**WHAT TO WORK ON**
Among the entries that follow, count the lines with the word "above" and report the number by itself.

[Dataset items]
━━━━━━━━
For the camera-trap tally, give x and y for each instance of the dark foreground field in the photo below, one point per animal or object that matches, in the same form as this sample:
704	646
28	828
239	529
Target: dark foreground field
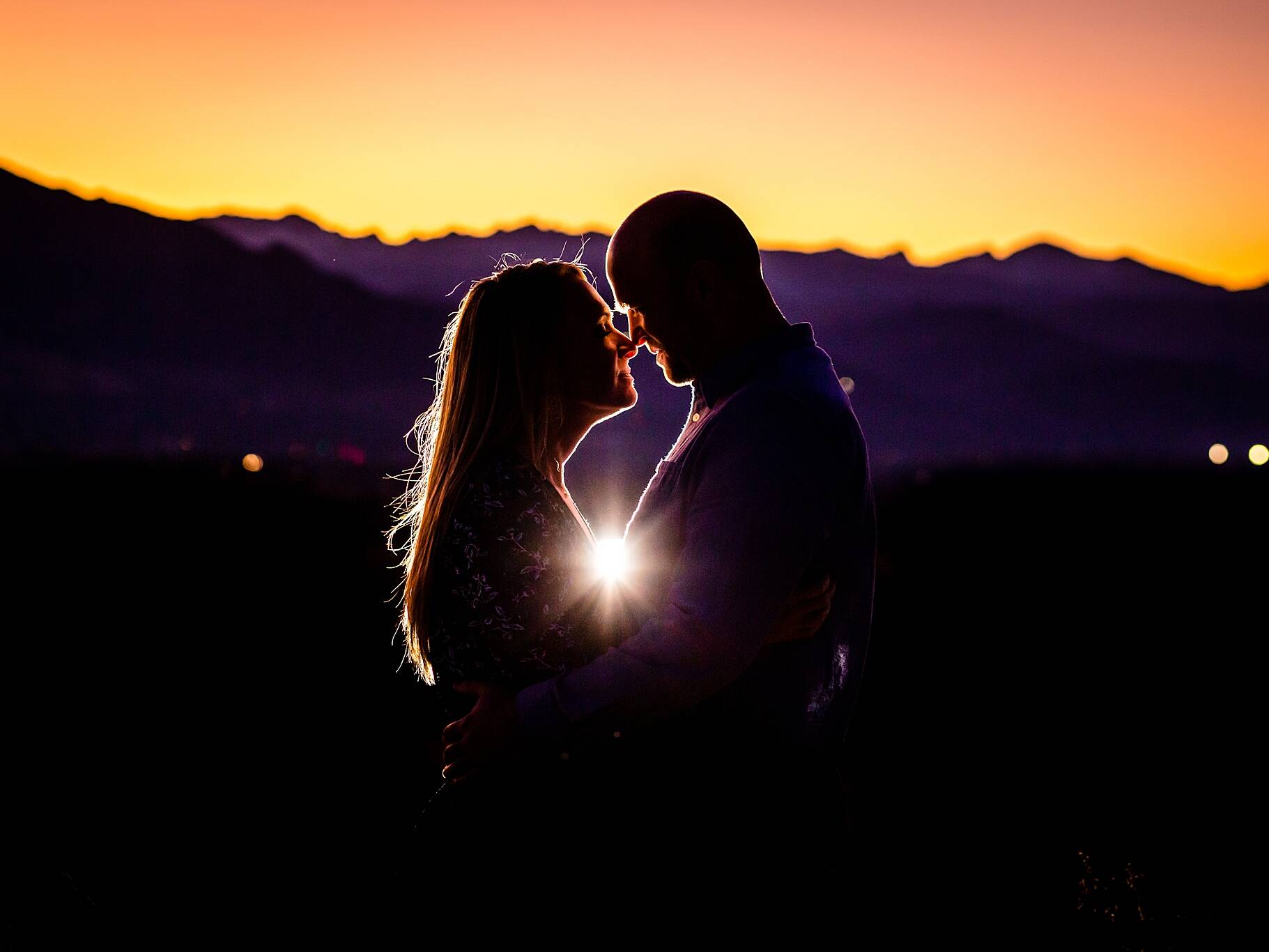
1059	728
━━━━━━━━
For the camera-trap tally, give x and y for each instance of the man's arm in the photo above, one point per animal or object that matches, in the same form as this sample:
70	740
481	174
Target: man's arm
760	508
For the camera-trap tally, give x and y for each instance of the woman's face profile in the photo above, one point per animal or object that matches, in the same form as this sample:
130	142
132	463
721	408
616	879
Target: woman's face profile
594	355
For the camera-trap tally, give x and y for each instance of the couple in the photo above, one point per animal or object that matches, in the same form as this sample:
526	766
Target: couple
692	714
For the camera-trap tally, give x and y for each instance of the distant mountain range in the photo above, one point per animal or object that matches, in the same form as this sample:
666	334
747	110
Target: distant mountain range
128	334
━━━━━━━━
**TASK SOLUTION**
4